▶ **TASK DETAILS**:
Your job is to retype all of the data word for word, leaving every image out.

++++ INFORMATION GIVEN

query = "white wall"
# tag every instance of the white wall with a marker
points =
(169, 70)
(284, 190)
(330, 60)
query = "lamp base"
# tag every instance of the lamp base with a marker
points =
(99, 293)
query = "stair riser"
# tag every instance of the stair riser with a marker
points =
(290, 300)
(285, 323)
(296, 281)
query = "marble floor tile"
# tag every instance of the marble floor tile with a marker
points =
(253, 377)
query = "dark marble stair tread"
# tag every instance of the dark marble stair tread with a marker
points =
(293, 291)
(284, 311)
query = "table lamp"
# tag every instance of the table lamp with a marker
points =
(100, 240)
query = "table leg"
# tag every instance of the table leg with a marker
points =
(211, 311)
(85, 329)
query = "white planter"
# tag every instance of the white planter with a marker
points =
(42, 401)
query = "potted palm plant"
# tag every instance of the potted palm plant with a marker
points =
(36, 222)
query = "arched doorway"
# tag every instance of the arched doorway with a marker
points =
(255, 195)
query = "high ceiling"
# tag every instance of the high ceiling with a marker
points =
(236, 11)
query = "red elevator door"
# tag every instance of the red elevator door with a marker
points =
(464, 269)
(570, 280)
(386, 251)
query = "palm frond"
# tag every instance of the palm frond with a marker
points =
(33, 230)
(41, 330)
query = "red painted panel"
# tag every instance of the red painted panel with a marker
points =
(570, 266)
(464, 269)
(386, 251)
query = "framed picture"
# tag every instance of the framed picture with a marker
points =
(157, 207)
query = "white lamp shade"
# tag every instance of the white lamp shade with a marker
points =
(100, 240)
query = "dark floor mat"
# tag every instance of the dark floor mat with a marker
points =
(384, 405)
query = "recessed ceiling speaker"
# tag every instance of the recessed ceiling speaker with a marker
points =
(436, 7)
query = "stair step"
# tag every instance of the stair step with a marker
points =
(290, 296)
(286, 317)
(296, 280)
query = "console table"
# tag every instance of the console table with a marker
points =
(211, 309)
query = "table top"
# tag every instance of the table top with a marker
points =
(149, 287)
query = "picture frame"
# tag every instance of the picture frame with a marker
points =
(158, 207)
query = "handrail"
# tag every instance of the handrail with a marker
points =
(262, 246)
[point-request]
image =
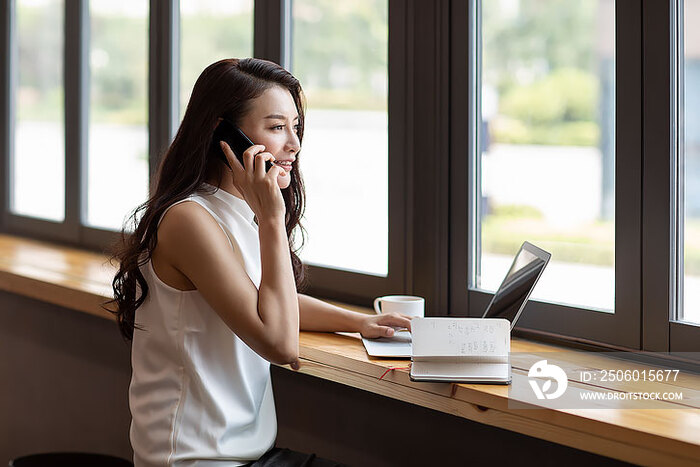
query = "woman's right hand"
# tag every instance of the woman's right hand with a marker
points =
(260, 189)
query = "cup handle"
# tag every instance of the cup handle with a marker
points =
(377, 308)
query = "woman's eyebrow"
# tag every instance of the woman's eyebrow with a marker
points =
(279, 117)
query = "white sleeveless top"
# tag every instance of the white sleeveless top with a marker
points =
(199, 396)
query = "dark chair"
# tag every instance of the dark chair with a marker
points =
(69, 459)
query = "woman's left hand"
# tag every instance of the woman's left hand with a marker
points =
(383, 325)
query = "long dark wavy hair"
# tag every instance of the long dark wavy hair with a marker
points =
(224, 89)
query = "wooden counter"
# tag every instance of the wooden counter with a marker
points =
(81, 280)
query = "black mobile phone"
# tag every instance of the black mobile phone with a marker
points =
(236, 139)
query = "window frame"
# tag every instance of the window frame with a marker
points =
(542, 319)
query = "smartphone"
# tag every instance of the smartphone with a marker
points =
(236, 139)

++++++++

▶ **ANSWER BELOW**:
query = "white wall"
# tag every instance of the white wall with a marker
points =
(169, 70)
(284, 190)
(330, 60)
query = "lamp base"
# tag every instance of the lamp base with a marker
points =
(99, 293)
query = "stair riser"
# tag every instance of the stair riser with a marker
points =
(290, 300)
(285, 323)
(296, 281)
query = "marble floor tile"
# tag every instance of the marble floor tile with a marker
points =
(253, 377)
query = "dark marble stair tread"
# tag every instance of the dark marble stair tread with a marker
points =
(293, 291)
(284, 311)
query = "table lamp"
# tag every instance of the table lamp with a marker
points =
(100, 240)
query = "table leg"
# tag every instance of the table leg with a marker
points =
(211, 311)
(85, 329)
query = "white planter"
# tag every instance of the white planter with a marker
points =
(42, 401)
query = "potted palm plant"
# tag every instance of the potted palm plant with a marker
points =
(36, 222)
query = "arched doorway"
# tag every instance of the arched doorway with a marker
points =
(255, 195)
query = "high ceiling"
# tag every instance of the high ceiling with a marker
points =
(236, 11)
query = "red elevator door"
# tag every instance of the red elevator door with a marker
points =
(464, 269)
(570, 280)
(386, 251)
query = "palm frond"
# tag every instance of the palm frond with a marker
points =
(33, 230)
(41, 330)
query = "red painted panel"
# tag every instance of the red painted panel with a marker
points =
(570, 266)
(464, 269)
(386, 251)
query = "framed picture"
# tag every instance of the framed picture with a marker
points =
(157, 207)
query = "white lamp shade"
# tag every instance of the white lamp shade with a marker
points =
(100, 240)
query = "dark floor mat"
# tag every instance of the dark floor mat with a marker
points =
(384, 405)
query = "recessed ceiling speaker"
# tag every instance of the recessed ceiling speaker with a marker
points =
(436, 7)
query = "stair step"
# tag every instance of the stair step with a marker
points =
(290, 296)
(286, 317)
(296, 280)
query = "console table"
# tag every instance of the console table with a marker
points =
(211, 309)
query = "table top"
# tag every instance of the table top with a marker
points =
(149, 287)
query = "picture frame"
# tag every instance of the picture frame with a marker
points =
(158, 207)
query = "handrail"
# tag every instance of the handrail with a marker
points =
(262, 246)
[point-request]
image =
query = "woman's right hand"
# tag every instance of the woman's right hand with a marker
points =
(260, 189)
query = "cup handle"
# tag every instance of the cup handle with a marker
points =
(377, 308)
query = "woman's eyebrow"
# tag every instance of the woman's eyebrow with a marker
points =
(279, 117)
query = "white sleeveless top"
# tag every instance of the white sleeveless top with a marker
points =
(199, 396)
query = "dark chair"
# tag every instance of the dark chair with a marker
points =
(69, 459)
query = "woman's left hand"
# tag every instance of the woman's left hand with a marker
points =
(383, 325)
query = "long dark wavy hair"
# tag every instance of the long dark wavy hair with a marker
points =
(224, 89)
query = "wooden counter"
# tag every instance of the wooden counter with a marker
points =
(81, 280)
query = "black mobile phone"
# tag every instance of the black mobile phone with a marker
points =
(236, 139)
query = "window frame"
# tag every instance of the window frame with a marker
points =
(542, 319)
query = "smartphone"
# tag every instance of the smartphone with a marker
points =
(236, 139)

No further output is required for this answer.